Set exercise » Copy every one of the rows below word for word, omitting the pictures from your answer.
##### Dataset
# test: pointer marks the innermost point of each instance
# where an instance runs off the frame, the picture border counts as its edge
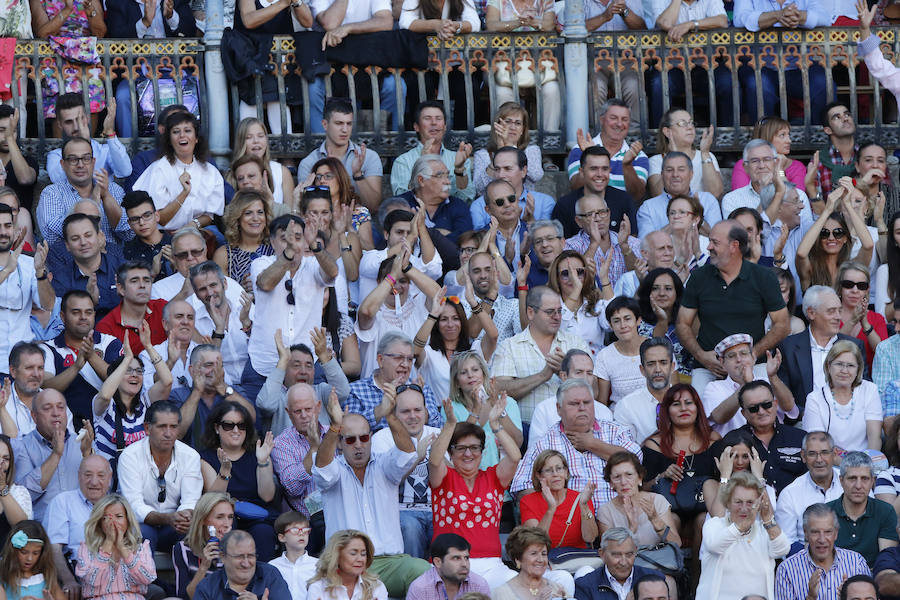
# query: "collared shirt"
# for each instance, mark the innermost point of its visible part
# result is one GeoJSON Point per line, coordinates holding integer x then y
##########
Output for this task »
# test: pointer marks the innermost point of each instance
# where an instance runs off the frame, the picture border counts as its edge
# query: "collared shirt"
# for each instance, mark the innermost point of its visible part
# result is one GeoJSON Point per line, coordinates holding integer x then y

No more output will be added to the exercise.